REQUIRED TASK:
Please locate every row below that contains the word "tile" and copy each of those rows in full.
-- Begin SUPPLIED RECORDS --
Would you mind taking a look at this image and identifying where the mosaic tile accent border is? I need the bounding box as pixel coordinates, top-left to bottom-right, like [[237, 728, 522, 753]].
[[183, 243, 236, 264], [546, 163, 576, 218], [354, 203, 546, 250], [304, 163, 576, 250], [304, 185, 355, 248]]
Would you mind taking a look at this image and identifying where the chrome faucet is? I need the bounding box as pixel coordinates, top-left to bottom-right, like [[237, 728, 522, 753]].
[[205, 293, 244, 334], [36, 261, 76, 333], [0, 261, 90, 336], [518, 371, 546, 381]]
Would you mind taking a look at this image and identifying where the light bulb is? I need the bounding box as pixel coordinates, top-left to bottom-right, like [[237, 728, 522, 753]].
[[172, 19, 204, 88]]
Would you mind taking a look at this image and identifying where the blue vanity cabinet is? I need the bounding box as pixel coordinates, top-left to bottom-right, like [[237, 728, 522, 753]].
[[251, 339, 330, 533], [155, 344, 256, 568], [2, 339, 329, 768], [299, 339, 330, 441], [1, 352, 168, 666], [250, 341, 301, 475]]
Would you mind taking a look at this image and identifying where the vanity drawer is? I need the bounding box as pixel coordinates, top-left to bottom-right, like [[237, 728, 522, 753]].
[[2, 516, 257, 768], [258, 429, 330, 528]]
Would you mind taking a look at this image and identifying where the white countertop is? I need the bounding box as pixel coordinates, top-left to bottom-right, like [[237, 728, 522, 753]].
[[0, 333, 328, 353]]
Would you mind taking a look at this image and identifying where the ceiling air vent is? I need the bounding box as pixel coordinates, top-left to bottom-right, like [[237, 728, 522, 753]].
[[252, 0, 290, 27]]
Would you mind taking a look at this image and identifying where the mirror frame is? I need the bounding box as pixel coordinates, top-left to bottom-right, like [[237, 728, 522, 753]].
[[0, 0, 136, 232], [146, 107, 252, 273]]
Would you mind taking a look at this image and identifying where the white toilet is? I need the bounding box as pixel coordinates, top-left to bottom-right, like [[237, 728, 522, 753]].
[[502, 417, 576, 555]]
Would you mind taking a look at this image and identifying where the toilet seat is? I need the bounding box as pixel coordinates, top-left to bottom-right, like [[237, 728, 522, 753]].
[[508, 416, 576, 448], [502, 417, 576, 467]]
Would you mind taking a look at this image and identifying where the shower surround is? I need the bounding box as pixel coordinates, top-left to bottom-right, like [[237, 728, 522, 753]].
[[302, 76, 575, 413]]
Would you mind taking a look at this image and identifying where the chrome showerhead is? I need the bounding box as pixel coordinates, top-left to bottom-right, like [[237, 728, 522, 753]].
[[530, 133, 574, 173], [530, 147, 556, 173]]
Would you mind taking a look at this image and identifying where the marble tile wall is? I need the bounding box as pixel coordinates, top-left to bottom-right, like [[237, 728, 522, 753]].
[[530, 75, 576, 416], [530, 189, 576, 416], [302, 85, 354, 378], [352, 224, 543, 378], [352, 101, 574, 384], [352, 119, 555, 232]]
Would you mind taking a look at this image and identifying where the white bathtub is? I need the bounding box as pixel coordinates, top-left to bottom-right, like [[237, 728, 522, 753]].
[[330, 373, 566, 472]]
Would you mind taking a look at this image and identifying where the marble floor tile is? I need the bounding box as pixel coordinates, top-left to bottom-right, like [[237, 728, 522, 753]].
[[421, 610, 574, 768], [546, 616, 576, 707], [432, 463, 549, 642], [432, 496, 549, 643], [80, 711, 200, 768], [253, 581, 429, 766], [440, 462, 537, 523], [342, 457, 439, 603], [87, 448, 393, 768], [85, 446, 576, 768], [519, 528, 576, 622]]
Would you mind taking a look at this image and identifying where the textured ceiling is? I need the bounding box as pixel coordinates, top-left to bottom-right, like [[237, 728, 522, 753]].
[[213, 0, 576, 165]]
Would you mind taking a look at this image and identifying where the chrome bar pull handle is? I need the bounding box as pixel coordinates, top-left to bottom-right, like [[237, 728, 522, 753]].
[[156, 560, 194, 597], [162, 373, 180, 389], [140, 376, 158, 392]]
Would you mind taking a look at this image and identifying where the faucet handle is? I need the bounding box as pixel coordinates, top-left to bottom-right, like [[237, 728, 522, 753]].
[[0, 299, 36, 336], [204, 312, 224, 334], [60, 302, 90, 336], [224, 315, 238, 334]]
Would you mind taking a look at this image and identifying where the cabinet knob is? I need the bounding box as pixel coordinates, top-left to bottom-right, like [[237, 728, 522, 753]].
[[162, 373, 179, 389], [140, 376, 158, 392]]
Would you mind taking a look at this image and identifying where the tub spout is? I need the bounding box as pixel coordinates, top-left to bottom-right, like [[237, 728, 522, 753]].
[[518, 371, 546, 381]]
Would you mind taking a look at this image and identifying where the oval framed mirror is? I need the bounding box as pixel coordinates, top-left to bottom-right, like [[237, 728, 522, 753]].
-- End SUPPLIED RECORDS --
FULL SOLUTION:
Would you mind taking a look at this image and identifying where the mosaic tile accent border is? I need the bounding box as pixel coordinates, top-left to bottom-right, like [[237, 728, 522, 753]].
Would you mind taking a look at this image and identifying where the marble tile wall is? I need the bounding box as pixel coordinates, top-left to bottom-right, like [[237, 728, 522, 753]].
Would you mind taking a look at this image and identifying where the marble floor tile is? I need the bounding box as pixel coordinates, top-left to bottom-right, like [[237, 728, 522, 753]].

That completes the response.